> _Passage_:

# # #

Proposal: an approach to back references

Back references in Rust usually require using a reference-counted object in some form. It's hard for a single-owner struct to find its owner. This is a problem for doubly-linked lists, trees with backlinks, and anything where you just need access to the owning object. The lack of a way to do this safely under single ownership has been a long-standing problem in Rust.

Here's an approach that might work for fixing that: make it possible to derive a function that tells a struct who its owner is. A structure S which can be owned by a structure T could have a derived function. S cannot make T stay around, so this is a form of weak pointer.

self.owner()

with signature

fn owner(&self) -> Option<&T>

This is an Option because the owner might not be a struct of type T. The owner can be a local variable, for example, something that can't be referenced from elsewhere. So at times it must be None.

To generate such a function, Derive might be used:

#[derive (Owner(T))]

That would be convenient. How hard would it be to implement?

This creates a requirement that the owning struct T have some extra machinery to update the hidden backpointer in S whenever the relevant field is altered. So, in struct S, the owning pointer of T needs to be identified. Perhaps like this:

 struct T {
     link_to_t: OwnerOf<S>
}

How to implement this? Can this be done entirely with macros? I suspect not, but if anyone can see a way, that would be the easiest approach. Comments?

I'm not completely sure what the suggestion is, but structs generally do not know who their owner is.

Of course. The whole point is to automate the tracking of a struct's owner for data structures which need that information.

Do you have a particular example in mind of a data structure which would benefit from that?

1 Like

It's not possible to soundly convert a reference of a field to a reference of it's parent, even with unsafe code because the reference doesn't have provenance over the parent. It's only allowed to access its fields.

You can use unsafe code and raw pointers, but that's really tricky to get right. I'm currently working in a crate with @ckaran to make this easier for unsafe code: GitHub - RustyYato/generic-field-projection: This crate was created to implement the ideas in this RFC #rust-lang/rfcs/2708.

This would require code to run whenever the owner is moved, which would break existing code that assumes Rust values can be moved just by doing a memcpy or equivalent.

3 Likes

Right. That's like the copyable/cloneable distinction.

That's the problem where the struct is an actual member of the owning object, not merely referenced by it. That case is entirely resolvable at compile time but may lead to a borrow clash.

No, it's not. Implementing Copy for a type allows more code to compile, but it does not alter the behavior of code that does not rely on Copy.

Drop glue is kind of like that, except that's built in to the language, not a trait (types can have drop glue without actually implementing the Drop trait). And drop glue only runs when the thing is dropped, so the ways it can interfere with borrowing and generics are limited (although even so, there is code that's hard to write because there's no way to make a "has-no-drop-glue" bound). I am concerned that adding a trait that runs code when the implementor is moved would invalidate generic functions that compile today.

To move this discussion forward I think it would be a good idea to flesh out the idea more. Be aware that there are existing crates that make it easier to work with self-referential structs in safe code: ouroboros and owning-ref are two of them. How exactly would your proposal differ from these? Can you give an example of a data structure that would be safe, but is disallowed today, and show how your proposal would deal with it?

# # #

> _Set task_:
Quote the part of the back-reference thread starting with "This creates a" and going on through "their owner is.".

# # #

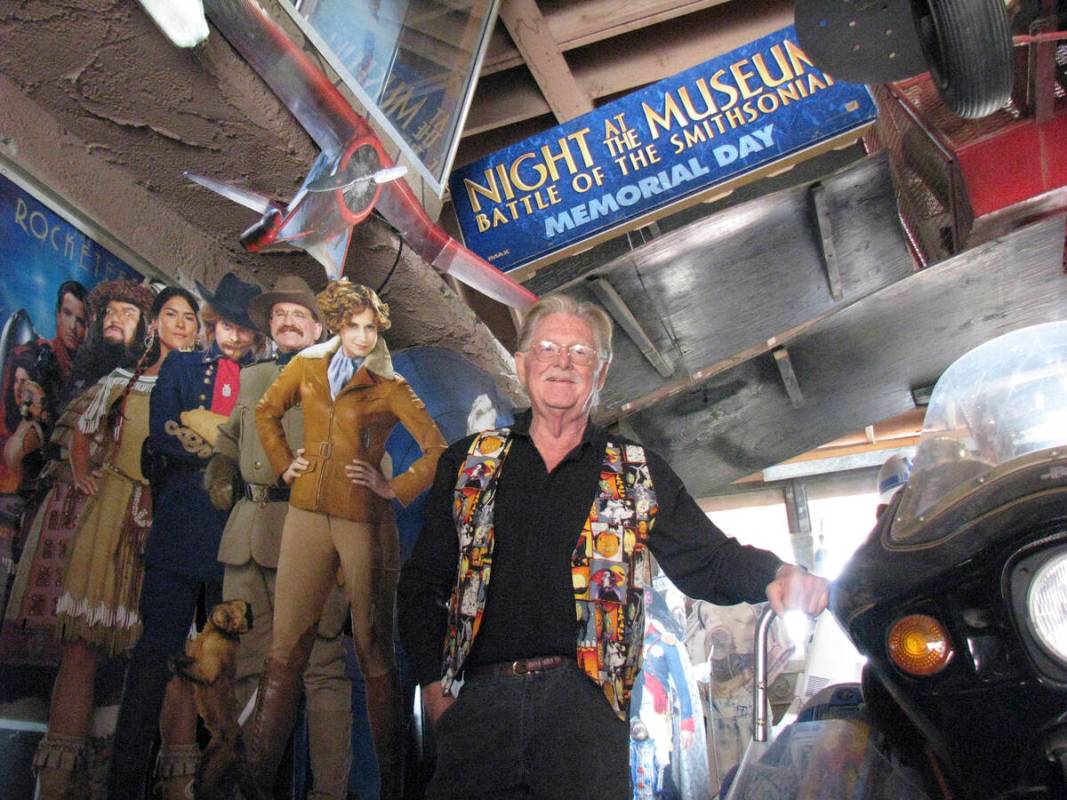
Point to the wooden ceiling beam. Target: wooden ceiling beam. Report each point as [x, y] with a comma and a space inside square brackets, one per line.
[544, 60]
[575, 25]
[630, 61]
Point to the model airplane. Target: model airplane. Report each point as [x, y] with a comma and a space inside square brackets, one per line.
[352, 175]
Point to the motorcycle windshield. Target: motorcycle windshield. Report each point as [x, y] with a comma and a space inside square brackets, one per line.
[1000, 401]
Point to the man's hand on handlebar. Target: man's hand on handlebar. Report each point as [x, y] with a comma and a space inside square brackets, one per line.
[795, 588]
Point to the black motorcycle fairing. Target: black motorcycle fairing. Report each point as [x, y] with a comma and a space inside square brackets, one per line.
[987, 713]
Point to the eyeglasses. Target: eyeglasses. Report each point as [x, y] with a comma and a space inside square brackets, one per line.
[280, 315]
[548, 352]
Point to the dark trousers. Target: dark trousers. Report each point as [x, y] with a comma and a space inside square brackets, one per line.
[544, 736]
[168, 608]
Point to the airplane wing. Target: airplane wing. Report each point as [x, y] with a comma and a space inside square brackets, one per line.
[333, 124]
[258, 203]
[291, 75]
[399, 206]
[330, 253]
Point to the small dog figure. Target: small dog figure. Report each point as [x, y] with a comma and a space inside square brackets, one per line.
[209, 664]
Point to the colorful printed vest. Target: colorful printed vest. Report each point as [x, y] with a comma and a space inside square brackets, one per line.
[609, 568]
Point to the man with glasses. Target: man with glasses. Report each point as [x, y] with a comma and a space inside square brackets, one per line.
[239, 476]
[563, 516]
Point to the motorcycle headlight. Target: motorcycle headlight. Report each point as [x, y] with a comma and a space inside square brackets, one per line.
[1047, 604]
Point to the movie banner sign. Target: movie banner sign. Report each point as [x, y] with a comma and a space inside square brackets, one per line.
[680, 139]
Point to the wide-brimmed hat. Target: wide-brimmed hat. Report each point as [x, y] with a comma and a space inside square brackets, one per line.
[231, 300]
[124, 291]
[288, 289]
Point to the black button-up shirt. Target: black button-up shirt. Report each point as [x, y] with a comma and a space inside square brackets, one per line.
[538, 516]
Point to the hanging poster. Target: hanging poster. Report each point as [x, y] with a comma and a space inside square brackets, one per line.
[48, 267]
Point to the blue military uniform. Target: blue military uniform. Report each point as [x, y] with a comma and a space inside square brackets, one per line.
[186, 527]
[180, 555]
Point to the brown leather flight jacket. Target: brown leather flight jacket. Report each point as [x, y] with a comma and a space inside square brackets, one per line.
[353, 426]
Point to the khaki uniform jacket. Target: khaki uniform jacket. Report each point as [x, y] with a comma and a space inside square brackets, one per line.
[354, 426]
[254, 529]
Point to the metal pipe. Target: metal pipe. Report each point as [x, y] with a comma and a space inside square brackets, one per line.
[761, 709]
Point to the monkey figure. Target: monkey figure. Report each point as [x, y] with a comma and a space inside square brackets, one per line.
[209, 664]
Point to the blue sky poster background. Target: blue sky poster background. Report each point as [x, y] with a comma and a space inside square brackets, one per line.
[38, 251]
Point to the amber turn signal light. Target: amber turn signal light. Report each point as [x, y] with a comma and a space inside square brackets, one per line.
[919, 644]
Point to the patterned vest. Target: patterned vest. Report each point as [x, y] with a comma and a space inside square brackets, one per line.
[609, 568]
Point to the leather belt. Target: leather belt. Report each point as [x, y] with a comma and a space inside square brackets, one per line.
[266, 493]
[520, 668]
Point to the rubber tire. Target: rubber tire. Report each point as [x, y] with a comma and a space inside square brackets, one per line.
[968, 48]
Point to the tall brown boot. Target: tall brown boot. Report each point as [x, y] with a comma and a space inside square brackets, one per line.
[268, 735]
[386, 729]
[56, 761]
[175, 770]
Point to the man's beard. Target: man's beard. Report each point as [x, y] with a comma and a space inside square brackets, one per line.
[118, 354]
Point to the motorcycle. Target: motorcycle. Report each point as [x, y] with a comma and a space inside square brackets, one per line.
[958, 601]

# # #

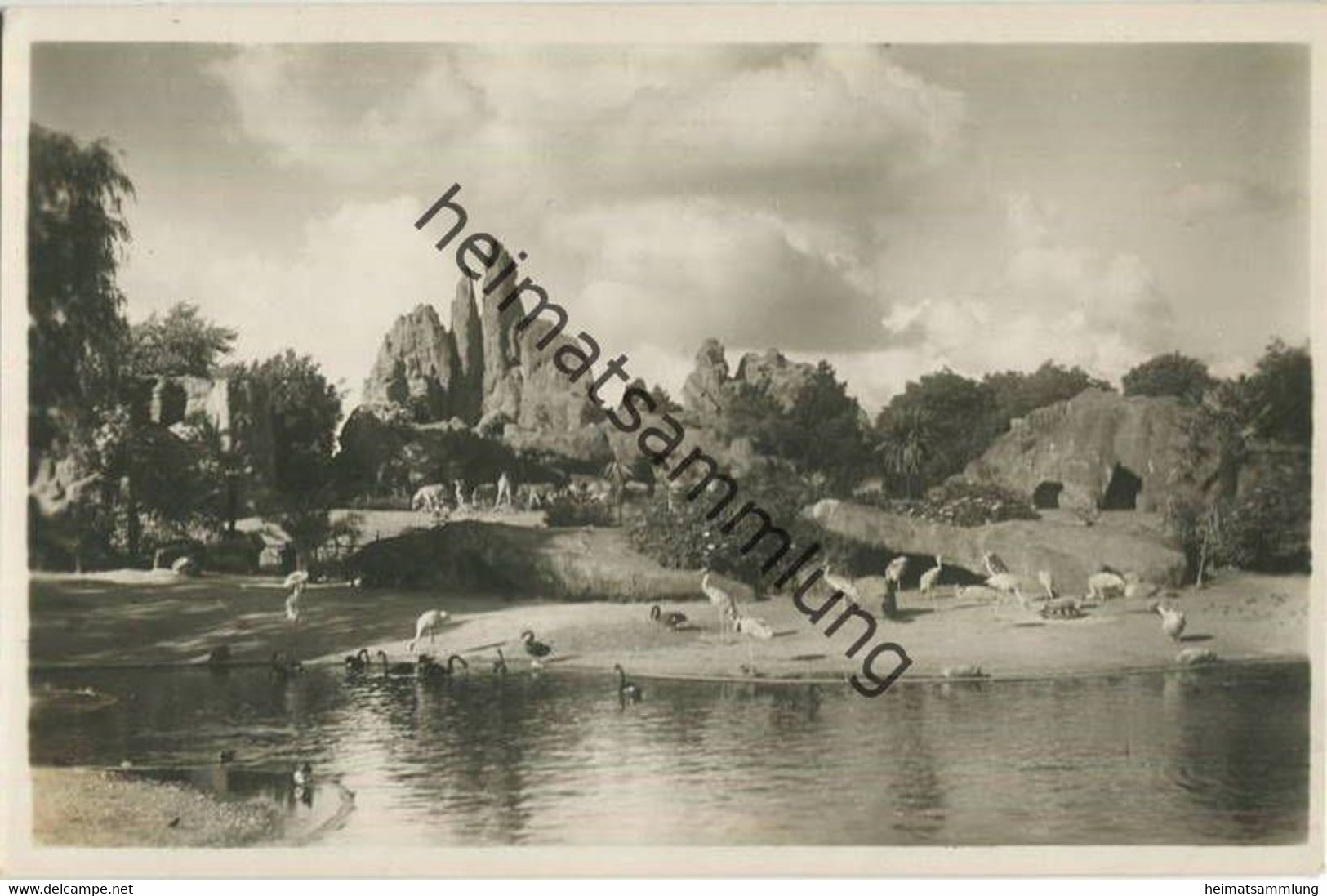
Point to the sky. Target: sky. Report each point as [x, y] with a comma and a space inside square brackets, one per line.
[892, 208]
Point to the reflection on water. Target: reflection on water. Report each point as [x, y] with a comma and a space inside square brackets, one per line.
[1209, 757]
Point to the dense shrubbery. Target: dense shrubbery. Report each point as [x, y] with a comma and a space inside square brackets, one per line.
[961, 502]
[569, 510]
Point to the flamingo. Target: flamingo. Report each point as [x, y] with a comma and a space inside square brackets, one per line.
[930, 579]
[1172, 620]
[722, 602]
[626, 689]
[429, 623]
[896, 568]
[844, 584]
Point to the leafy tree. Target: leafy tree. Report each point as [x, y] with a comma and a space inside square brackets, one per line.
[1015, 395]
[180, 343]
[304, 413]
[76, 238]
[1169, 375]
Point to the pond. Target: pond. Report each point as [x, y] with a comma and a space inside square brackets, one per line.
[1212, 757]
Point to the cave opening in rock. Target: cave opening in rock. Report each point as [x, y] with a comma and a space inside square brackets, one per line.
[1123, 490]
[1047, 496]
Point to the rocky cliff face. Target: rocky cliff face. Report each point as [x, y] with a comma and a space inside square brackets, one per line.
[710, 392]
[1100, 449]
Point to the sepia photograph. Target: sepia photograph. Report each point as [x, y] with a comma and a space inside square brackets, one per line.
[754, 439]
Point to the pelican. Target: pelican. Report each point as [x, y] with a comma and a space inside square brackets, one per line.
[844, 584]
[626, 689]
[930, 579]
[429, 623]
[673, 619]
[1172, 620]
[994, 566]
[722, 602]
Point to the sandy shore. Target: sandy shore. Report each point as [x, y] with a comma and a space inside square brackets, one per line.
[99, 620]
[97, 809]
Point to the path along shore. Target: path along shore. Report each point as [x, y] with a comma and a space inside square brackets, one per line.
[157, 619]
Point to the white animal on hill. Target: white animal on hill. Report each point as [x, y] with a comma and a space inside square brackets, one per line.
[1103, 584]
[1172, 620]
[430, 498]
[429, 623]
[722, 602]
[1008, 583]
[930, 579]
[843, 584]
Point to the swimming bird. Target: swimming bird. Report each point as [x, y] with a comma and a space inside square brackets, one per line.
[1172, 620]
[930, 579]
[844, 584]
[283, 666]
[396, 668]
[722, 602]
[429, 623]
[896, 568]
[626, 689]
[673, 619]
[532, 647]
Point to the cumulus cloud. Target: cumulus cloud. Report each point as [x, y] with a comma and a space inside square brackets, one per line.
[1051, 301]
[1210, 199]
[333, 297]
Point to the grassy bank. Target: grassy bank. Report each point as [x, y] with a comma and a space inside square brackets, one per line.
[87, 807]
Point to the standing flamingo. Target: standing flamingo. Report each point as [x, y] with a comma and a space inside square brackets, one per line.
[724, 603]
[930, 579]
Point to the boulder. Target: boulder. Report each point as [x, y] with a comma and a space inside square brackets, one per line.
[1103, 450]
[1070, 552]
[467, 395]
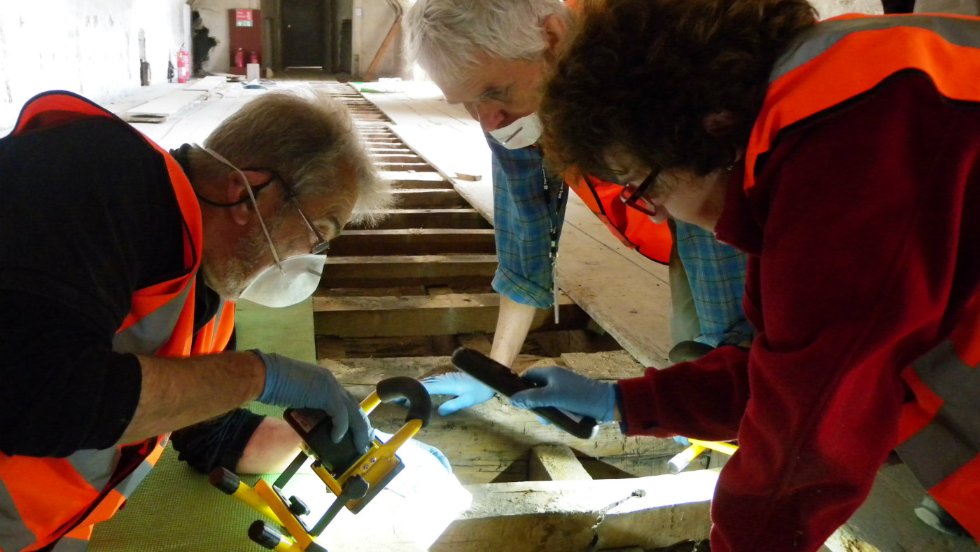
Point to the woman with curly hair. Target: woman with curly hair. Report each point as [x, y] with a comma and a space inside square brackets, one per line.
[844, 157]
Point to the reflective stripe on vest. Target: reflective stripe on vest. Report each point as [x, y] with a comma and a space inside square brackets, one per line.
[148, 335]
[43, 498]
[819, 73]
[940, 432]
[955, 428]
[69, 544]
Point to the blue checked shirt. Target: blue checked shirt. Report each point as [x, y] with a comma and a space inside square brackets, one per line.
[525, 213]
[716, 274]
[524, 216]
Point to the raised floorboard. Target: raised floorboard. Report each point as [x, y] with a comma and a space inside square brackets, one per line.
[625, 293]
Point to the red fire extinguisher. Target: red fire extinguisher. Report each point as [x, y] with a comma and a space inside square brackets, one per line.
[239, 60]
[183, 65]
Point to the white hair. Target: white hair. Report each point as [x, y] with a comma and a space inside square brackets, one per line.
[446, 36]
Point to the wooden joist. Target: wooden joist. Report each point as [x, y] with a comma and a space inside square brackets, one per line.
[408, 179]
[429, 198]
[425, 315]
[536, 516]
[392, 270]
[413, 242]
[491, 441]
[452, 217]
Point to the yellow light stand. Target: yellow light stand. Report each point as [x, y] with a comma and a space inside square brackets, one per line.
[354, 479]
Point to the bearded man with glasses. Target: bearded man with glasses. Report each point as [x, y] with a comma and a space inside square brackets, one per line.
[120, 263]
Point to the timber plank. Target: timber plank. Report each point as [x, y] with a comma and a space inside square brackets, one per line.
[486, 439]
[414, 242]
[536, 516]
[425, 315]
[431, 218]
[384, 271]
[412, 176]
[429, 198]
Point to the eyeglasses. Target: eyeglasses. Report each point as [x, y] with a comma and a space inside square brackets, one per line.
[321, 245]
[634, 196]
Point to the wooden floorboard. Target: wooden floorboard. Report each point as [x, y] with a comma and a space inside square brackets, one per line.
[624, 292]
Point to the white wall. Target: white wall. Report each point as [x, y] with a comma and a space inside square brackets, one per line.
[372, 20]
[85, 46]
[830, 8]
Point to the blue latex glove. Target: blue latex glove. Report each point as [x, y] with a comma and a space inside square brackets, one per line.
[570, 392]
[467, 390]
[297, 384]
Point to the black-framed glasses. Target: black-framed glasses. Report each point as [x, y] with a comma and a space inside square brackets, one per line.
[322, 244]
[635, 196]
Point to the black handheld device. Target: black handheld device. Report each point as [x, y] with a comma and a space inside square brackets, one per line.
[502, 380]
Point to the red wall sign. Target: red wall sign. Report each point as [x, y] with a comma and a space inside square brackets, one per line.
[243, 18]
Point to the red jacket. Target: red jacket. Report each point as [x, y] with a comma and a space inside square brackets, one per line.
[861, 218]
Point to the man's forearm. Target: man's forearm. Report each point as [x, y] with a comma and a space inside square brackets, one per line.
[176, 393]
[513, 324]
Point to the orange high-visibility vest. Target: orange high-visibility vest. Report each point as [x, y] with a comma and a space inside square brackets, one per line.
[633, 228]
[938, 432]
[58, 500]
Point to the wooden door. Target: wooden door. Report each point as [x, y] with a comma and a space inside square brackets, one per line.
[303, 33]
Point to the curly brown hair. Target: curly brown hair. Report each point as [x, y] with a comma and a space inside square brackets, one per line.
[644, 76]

# # #

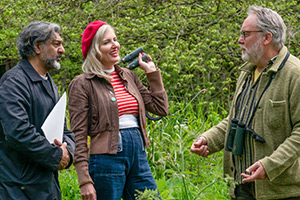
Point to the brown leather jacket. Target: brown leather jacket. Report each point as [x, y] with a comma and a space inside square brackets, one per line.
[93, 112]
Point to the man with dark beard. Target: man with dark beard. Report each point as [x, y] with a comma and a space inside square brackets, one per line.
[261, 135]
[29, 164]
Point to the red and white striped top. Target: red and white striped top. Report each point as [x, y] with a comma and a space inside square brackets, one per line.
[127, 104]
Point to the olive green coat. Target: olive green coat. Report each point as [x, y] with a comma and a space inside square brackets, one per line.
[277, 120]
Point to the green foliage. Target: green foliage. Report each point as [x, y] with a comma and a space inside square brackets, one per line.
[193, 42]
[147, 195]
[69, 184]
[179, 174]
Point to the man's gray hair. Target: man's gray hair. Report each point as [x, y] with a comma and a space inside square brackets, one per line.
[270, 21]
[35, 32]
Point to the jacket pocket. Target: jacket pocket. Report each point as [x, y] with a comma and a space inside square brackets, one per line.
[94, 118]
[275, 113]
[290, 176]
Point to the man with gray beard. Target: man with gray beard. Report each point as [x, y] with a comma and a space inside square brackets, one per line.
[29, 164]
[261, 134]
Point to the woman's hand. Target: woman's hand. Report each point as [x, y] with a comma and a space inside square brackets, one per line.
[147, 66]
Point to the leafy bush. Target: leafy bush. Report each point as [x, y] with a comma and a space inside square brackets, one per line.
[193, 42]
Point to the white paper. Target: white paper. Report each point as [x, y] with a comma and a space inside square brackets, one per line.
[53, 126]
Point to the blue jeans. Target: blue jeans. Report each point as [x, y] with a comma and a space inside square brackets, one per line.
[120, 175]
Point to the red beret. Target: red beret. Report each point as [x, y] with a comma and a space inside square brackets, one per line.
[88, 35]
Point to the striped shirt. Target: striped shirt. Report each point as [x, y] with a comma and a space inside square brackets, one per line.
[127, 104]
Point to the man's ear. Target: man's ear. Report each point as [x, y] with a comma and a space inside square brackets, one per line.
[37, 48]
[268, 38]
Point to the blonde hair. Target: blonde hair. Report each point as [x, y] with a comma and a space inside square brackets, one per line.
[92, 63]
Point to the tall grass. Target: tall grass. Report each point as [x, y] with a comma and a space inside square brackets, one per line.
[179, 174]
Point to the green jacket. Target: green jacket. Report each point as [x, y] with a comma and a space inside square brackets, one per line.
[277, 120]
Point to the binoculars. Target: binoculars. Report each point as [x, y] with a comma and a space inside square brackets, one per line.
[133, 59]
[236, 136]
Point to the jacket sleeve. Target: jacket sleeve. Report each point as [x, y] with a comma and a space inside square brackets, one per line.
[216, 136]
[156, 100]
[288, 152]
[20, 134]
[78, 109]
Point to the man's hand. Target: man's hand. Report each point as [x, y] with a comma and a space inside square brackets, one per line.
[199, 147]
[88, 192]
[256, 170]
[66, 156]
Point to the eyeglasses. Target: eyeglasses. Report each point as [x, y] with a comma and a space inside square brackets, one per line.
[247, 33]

# # #

> _Written solution_:
This creates a requirement that the owning struct T have some extra machinery to update the hidden backpointer in S whenever the relevant field is altered. So, in struct S, the owning pointer of T needs to be identified. Perhaps like this:

 struct T {
     link_to_t: OwnerOf<S>
}

How to implement this? Can this be done entirely with macros? I suspect not, but if anyone can see a way, that would be the easiest approach. Comments?

I'm not completely sure what the suggestion is, but structs generally do not know who their owner is.